WORK REQUIRED =
Please repeat every row below word for word, leaving the pictures out of your answer.

--- start of DATASET EXCERPTS ---

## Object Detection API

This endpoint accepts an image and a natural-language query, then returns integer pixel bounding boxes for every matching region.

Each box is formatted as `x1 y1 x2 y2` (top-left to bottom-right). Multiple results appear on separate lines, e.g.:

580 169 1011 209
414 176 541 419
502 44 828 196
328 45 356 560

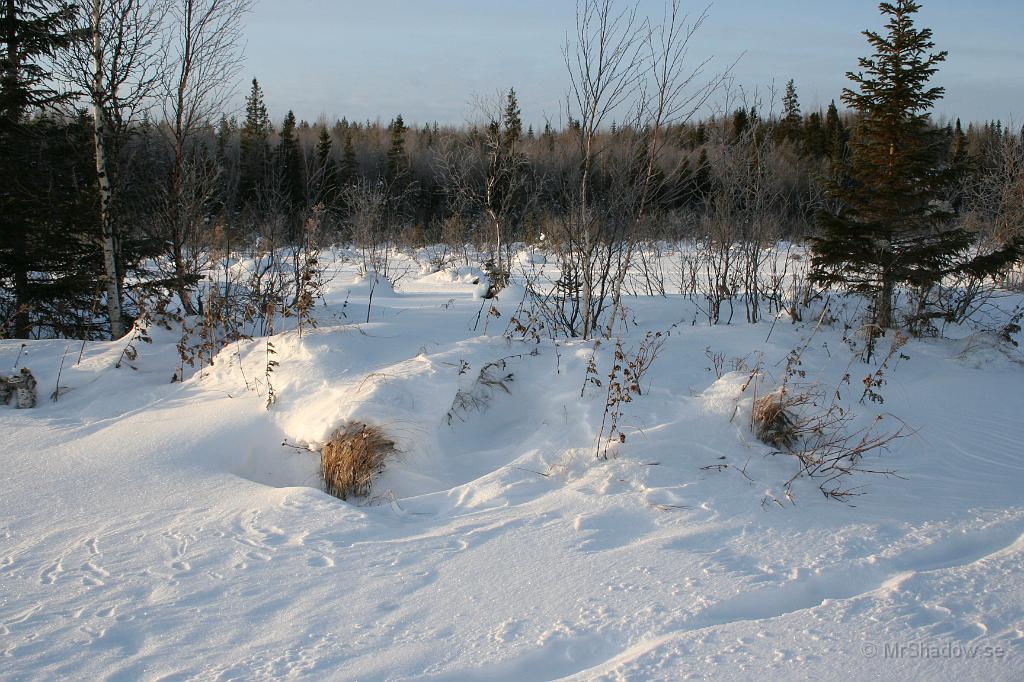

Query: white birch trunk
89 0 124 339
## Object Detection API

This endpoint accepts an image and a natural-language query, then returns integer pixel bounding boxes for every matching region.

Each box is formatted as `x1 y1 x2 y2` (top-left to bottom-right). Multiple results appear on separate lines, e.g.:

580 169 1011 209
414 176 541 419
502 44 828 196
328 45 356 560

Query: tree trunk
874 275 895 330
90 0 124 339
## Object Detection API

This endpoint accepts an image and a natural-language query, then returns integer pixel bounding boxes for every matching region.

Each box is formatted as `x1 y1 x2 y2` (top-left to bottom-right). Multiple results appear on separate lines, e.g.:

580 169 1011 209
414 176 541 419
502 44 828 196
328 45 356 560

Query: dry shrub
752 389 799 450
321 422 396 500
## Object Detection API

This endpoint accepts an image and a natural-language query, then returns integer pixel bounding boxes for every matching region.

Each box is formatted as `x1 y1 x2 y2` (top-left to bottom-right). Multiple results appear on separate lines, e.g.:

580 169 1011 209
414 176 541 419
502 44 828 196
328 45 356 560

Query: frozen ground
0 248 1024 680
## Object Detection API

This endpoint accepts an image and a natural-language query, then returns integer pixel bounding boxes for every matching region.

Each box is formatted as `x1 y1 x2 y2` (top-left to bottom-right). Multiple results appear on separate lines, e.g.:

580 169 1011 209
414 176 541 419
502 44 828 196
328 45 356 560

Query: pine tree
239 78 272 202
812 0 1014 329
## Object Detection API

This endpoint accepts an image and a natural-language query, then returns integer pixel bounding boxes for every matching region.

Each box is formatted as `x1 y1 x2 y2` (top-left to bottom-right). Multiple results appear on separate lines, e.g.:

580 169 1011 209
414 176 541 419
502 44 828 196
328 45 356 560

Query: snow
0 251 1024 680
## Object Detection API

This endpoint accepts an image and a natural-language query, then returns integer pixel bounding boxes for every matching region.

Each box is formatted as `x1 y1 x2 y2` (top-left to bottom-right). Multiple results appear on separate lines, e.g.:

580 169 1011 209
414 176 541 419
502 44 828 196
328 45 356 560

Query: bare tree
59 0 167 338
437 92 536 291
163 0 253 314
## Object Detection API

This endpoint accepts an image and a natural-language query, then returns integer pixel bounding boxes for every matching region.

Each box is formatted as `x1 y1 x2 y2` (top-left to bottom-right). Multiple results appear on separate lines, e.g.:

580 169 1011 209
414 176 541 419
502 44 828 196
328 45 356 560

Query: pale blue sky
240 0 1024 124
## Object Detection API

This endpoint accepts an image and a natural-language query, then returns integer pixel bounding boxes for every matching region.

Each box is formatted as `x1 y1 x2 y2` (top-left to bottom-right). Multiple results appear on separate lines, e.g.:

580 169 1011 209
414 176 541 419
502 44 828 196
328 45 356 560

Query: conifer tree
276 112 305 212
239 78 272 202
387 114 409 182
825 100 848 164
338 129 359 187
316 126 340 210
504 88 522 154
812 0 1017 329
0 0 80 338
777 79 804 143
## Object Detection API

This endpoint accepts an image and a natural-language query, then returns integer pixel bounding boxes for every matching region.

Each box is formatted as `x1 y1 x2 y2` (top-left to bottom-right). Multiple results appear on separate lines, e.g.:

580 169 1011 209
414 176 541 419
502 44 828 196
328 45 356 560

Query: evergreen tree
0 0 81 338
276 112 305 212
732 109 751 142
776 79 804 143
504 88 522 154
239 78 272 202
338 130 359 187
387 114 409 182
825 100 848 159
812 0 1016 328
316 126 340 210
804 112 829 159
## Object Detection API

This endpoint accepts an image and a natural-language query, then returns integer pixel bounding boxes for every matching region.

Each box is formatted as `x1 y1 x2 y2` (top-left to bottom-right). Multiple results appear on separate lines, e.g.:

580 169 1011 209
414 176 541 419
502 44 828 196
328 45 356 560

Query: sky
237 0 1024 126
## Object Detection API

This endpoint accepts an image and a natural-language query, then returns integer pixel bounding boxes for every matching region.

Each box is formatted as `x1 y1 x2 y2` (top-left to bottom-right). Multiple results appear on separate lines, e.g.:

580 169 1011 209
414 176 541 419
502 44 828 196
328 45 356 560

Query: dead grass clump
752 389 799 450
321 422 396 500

--- end of DATASET EXCERPTS ---

IN RESPONSE =
## Object Detection API

This endpoint accepts an image and a natural-language query, then returns integer pixel bounding boxes for every matching region.

Each box is formatted as `x1 y1 x2 y2` (top-left to bottom-right). Multiple results appear on separate lines, e.g.:

580 169 1011 209
414 176 541 419
502 44 828 196
328 45 356 560


Query: white birch trunk
89 0 124 339
## Object Detection API

This endpoint accepts an image and a natural-language query, then returns integer pixel bounding boxes for every matching region.

Each box is formatted as `x1 y1 x2 y2` (top-left to bottom-right). Multiple results appear on separate lines, e.g.:

580 169 1011 209
414 176 541 419
502 44 828 196
328 45 356 560

Query: tree trunk
874 275 895 330
90 0 124 339
## Object Detection API

This endpoint accepts an image and a natural-language query, then returns integer pixel bounding boxes for every matching region.

Each box is formatted as `x1 y1 x2 y2` (top-left to bottom-right). Multiple results appear on separate lines, e.g.:

580 169 1011 209
414 176 541 419
502 44 828 196
328 45 356 560

Query: dry shrub
752 389 799 450
321 422 396 500
## Object Detection API

This endpoint accepts an image and a natural-language query, then returns integer pixel bounding boxes for every matching region.

Each box is formatted as `x1 y1 x2 y2` (top-left to bottom-right). Multiple results appear on separate lines, e.g.:

580 169 1011 209
414 176 541 419
502 44 828 196
328 45 356 560

Query: frozen ground
0 248 1024 680
## Object Detection API

This endpoint accepts an image and a natural-language query, then returns integer pixel bounding boxes for every matching region.

Each box is formatted as `x1 y1 x2 y2` (top-left to bottom-right). Multiple results appear on separate lines, e.g.:

580 169 1011 209
414 176 541 419
502 44 828 196
328 45 356 560

Query: pine tree
239 78 272 202
812 0 1014 329
## Object Detection API

This endpoint accepts an image and a natural-language query, then returns integer pixel bounding boxes for every matching region.

Each box is formatted as `x1 y1 x2 y2` (top-left to bottom-right). Multiple results appear on separate lines, e.g.:

580 169 1011 209
414 176 541 419
502 44 828 196
328 45 356 560

Query: snow
0 251 1024 680
## Object Detection API

This endpoint accepts an image and a natural-language query, then returns integer pixel bounding boxes for every matching region.

Each box is formatted as `x1 y1 x2 y2` (top-left to bottom-right). Multiple results appear on separate lines, e.g.:

580 169 1011 209
414 176 541 419
502 44 828 196
328 45 356 560

Query: bare tree
59 0 167 338
437 92 536 291
163 0 253 314
## Object Detection API

This endpoint accepts an image and a natural-language query, then returns integer pixel bounding boxes for every matching region.

Each box is formatted as `x1 y1 x2 y2` (top-left to bottom-right). Multiple results appear on separate lines, e.g.:

580 169 1011 209
414 176 541 419
502 44 828 196
328 45 356 560

Query: pale blue sky
240 0 1024 124
## Object Detection API

This endpoint accepts an image and a natural-language query, then returns integer pixel bounding boxes for every matching region.

Each box is formatted as `x1 y1 x2 y2` (top-left to bottom-right). Multiple results appear on separate lines, e.g.:

580 169 1011 209
414 176 541 419
502 44 828 196
328 45 356 560

Query: conifer tree
276 112 305 212
239 78 272 202
387 114 409 182
825 100 848 164
338 129 359 187
316 126 340 210
504 88 522 154
812 0 1017 329
0 0 80 338
777 79 804 143
## Object Detection API

This endpoint accepts an image and a natural-language query, then returns integer pixel bounding boxes for every matching region.

Each box is formatted as `x1 y1 x2 y2` (top-left to bottom-right). Multiple results appear on separate lines, e.g.:

580 169 1011 209
414 176 541 419
502 44 828 196
328 45 356 560

Query: evergreen tree
0 0 81 338
276 112 305 212
732 109 751 142
776 79 804 143
504 88 522 154
239 78 272 202
338 130 359 187
387 114 409 182
825 100 848 159
812 0 1016 328
316 126 340 210
804 112 829 159
## Object Detection API

This endpoint accepts an image and a natural-language query, then returns integer pixel bounding boxes for every matching region.

Each box is formatted as `x1 y1 x2 y2` (top-left to bottom-right). Multiple results appear on separate lines, e.g.:

580 169 1011 209
414 176 541 419
502 44 828 196
328 45 356 560

Query: sky
237 0 1024 126
## Object Detection API

This endpoint accepts an image and a natural-language query, then returns integer pixel bounding boxes for every matching region.

Each box is formatted as `x1 y1 x2 y2` (top-left to bottom-right). Multiple results appear on separate lines, e.g.:

580 169 1011 209
414 176 541 419
502 44 828 196
328 45 356 560

Query: dead grass clump
752 389 799 450
321 422 396 500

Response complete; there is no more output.